= 2002 Hong Kong Election Committee Subsector by-elections =

The 2002 Election Committee subsector by-elections were held on 6 January 2002 to update the membership of the Election Committee for electing the Chief Executive of Hong Kong in the following Chief Executive election in March.

==Vacancies==
Four vacancies were identified in the following subsectors:
1. Architectural, Surveying and Planning Subsector, as Kaizer Lau Ping-cheung, being a Legislative Council member, was deemed to have resigned from the Election Committee on 21 September 2001;
2. Finance Subsector, as Antony Leung Kam-chung resigned from the EC on 28 March 2001 on his appointment as the Financial Secretary of Hong Kong;
3. Heung Yee Kuk Subsector, as Tsang Ngan-hoi had died on 25 August 2001; and
4. Legal Subsector, as Audrey Eu Yuet-mee, being a Legislative Council member, was deemed to have resigned from the Election Committee on 21 September 2001.

==Results==
===General outcome===
Statistics are generated from the Report on the 2002 Chief Executive Election.

****

STATED PROBLEM:
Answer these questions about the text on the 2002 subsector by-elections:
1. On what date were the by-elections held?
2. Which subsector's vacancy came from the death of Tsang Ngan-hoi?
3. What appointment led Antony Leung Kam-chung to resign from the Election Committee?

Dataset excerpt
****

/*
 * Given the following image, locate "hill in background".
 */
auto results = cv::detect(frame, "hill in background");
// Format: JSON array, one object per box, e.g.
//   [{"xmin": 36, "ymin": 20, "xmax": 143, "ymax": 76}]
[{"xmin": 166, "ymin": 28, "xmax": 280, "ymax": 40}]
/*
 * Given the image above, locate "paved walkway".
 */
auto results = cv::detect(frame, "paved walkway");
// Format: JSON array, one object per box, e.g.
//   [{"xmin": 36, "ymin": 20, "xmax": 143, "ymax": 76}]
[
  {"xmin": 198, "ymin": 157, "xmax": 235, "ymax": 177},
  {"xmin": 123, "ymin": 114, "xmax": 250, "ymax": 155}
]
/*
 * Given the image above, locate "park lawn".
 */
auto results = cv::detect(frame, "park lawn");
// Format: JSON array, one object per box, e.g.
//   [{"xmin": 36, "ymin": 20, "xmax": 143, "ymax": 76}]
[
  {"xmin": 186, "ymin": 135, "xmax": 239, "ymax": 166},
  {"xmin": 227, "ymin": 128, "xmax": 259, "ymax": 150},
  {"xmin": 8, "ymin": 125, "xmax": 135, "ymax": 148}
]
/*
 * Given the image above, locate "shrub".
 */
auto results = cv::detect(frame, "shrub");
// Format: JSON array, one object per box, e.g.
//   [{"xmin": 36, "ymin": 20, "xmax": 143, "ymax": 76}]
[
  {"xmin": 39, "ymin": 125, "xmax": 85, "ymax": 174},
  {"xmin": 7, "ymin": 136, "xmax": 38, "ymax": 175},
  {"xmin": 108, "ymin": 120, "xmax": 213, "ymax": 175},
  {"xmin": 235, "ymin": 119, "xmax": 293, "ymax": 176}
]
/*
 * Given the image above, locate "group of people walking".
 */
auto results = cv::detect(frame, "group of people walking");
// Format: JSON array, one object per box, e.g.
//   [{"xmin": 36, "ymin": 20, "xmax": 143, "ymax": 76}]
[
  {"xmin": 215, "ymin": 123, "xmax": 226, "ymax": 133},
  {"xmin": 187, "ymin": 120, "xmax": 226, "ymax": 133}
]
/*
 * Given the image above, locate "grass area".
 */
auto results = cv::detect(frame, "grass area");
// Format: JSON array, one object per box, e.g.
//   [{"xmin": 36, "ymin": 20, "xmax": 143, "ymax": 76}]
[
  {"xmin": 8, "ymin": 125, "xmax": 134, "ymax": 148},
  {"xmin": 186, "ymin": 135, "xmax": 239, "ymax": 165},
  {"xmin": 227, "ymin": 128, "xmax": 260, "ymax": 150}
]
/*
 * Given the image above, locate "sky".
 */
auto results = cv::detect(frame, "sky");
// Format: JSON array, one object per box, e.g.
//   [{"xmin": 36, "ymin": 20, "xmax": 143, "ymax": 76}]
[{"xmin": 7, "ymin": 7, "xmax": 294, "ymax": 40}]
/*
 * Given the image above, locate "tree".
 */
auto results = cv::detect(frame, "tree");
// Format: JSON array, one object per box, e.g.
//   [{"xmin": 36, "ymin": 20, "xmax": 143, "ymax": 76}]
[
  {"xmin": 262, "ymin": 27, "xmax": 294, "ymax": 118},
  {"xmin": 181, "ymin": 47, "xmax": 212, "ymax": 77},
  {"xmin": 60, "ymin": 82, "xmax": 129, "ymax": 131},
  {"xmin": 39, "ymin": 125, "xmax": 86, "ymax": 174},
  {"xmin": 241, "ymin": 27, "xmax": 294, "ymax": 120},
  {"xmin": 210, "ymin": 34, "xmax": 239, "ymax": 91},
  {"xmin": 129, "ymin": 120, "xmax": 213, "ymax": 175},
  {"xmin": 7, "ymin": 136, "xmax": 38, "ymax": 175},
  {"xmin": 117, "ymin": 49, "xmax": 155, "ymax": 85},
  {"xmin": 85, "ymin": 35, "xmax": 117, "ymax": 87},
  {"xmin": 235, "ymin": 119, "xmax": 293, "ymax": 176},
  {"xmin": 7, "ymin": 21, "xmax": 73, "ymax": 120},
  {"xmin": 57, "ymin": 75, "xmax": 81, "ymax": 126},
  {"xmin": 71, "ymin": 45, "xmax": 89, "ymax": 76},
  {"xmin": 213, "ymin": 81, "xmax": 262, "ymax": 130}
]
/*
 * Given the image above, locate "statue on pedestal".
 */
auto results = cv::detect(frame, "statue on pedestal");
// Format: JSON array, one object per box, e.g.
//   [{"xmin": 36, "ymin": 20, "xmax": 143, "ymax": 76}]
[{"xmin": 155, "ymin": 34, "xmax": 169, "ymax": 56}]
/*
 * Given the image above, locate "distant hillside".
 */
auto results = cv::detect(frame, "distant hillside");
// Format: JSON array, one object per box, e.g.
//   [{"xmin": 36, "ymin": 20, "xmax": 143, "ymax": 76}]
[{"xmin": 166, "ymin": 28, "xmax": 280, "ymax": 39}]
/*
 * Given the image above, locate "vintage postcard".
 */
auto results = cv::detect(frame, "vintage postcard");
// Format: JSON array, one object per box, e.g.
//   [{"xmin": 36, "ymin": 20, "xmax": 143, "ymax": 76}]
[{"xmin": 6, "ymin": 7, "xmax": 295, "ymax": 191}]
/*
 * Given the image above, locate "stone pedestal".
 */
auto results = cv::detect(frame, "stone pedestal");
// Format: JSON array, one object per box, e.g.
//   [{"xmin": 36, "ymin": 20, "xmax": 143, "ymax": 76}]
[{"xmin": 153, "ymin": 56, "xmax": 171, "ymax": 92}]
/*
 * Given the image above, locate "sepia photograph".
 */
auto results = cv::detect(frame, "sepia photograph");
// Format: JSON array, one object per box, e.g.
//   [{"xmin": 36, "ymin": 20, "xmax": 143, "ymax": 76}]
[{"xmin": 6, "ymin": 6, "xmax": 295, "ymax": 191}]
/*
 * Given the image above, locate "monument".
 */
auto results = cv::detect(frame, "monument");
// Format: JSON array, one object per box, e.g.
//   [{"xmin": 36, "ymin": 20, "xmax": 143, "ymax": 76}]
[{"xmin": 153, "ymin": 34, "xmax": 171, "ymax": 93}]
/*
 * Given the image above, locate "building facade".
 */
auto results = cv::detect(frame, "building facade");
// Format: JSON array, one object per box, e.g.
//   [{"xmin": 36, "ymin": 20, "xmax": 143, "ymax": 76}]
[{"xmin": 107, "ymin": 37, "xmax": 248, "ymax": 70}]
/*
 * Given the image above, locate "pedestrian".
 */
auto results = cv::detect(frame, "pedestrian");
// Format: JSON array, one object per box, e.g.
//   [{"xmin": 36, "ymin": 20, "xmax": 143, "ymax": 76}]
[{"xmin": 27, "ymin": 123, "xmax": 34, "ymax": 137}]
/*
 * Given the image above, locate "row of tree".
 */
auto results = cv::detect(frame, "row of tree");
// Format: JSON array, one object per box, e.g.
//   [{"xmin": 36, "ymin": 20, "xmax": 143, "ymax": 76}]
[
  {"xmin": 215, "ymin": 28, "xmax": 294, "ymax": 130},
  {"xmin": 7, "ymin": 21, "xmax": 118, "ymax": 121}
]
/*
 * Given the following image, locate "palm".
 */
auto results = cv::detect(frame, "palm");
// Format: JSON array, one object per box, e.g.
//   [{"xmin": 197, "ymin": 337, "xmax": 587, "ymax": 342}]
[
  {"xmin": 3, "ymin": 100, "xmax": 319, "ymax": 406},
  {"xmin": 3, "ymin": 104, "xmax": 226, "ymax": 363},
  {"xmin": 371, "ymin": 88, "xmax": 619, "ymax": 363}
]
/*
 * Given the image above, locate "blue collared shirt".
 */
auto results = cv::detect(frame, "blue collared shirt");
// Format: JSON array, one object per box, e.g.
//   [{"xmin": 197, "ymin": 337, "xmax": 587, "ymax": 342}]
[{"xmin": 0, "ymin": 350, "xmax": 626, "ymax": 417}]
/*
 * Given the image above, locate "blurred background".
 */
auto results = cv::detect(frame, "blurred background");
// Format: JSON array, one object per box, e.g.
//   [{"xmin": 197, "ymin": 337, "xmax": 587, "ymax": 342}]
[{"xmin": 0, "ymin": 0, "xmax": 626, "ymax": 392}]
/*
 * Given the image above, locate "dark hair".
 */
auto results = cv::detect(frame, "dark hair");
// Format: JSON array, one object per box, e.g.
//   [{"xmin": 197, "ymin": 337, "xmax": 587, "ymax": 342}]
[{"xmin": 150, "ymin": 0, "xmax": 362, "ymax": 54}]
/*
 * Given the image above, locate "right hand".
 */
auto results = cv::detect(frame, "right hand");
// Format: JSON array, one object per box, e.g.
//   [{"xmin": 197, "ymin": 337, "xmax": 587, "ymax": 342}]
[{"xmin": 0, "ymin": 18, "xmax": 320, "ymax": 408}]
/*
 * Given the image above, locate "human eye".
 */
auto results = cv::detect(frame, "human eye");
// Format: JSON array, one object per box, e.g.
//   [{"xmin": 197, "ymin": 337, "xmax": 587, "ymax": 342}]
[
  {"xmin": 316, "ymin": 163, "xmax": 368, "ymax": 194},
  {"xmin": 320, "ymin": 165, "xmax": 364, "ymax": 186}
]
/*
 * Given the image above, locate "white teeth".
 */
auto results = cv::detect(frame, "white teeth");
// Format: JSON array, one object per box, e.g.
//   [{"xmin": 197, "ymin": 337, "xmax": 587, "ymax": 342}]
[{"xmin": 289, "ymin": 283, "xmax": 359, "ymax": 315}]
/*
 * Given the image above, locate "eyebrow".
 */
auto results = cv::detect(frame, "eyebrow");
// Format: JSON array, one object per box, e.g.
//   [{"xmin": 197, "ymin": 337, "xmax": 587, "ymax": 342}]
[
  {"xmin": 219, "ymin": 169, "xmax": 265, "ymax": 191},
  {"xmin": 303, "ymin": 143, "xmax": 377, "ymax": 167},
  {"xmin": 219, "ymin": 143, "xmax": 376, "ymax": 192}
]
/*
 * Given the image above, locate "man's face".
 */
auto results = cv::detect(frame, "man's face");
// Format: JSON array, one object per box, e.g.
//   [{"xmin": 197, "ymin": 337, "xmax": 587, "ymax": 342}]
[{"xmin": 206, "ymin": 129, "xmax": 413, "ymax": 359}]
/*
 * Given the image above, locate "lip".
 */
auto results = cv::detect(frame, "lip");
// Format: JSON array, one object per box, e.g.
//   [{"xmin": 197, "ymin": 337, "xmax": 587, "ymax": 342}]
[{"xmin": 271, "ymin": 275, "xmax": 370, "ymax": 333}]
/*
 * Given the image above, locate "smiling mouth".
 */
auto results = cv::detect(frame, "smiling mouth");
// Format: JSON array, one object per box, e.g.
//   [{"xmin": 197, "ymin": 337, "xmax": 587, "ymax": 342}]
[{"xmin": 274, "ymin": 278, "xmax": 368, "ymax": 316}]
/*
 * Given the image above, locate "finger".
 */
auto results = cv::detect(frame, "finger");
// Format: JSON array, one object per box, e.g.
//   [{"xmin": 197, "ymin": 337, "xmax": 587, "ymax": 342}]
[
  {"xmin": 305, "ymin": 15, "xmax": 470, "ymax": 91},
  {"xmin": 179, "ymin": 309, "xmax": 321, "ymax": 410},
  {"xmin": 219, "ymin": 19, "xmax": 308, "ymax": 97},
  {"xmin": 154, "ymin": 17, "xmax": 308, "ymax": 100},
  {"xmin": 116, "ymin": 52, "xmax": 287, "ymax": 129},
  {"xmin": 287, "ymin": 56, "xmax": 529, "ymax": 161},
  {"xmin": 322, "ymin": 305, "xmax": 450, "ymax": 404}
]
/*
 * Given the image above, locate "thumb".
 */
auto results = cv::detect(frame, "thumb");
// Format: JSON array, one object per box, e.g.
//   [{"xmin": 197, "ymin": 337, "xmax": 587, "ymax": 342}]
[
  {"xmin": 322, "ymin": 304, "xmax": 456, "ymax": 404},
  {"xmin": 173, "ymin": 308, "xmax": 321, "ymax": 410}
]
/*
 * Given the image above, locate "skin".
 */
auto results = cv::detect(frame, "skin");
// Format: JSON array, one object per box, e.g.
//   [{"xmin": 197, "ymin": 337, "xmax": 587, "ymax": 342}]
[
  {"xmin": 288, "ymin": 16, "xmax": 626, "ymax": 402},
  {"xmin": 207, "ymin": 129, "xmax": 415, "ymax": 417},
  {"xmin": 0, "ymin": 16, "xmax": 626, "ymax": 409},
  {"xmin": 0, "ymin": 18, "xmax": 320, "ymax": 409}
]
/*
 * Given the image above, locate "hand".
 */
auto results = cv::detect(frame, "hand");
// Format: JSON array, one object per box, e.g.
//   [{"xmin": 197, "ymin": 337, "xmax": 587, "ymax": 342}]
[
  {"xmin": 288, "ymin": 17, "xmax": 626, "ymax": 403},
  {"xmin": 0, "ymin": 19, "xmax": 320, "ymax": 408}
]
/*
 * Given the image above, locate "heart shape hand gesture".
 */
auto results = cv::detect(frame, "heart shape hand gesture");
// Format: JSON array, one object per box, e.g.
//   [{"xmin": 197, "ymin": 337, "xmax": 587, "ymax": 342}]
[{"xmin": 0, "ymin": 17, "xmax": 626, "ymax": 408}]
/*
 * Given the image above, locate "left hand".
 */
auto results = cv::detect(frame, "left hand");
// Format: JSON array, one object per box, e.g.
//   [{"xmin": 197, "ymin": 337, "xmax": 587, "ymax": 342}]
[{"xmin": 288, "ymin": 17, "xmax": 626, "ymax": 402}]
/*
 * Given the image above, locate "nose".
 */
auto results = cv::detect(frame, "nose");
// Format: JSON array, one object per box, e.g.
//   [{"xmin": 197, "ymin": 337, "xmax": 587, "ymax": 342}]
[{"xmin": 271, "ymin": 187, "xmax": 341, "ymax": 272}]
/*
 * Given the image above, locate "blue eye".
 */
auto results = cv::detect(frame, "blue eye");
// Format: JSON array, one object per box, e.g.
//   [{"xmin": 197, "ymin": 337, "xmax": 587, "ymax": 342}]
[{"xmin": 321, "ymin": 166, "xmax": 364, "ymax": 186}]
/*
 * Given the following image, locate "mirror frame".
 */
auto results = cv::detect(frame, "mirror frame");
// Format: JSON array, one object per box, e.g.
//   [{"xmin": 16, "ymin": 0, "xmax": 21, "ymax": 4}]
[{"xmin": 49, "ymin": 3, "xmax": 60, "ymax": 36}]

****

FINISHED EXERCISE:
1. 6 January 2002
2. The Heung Yee Kuk Subsector
3. Financial Secretary of Hong Kong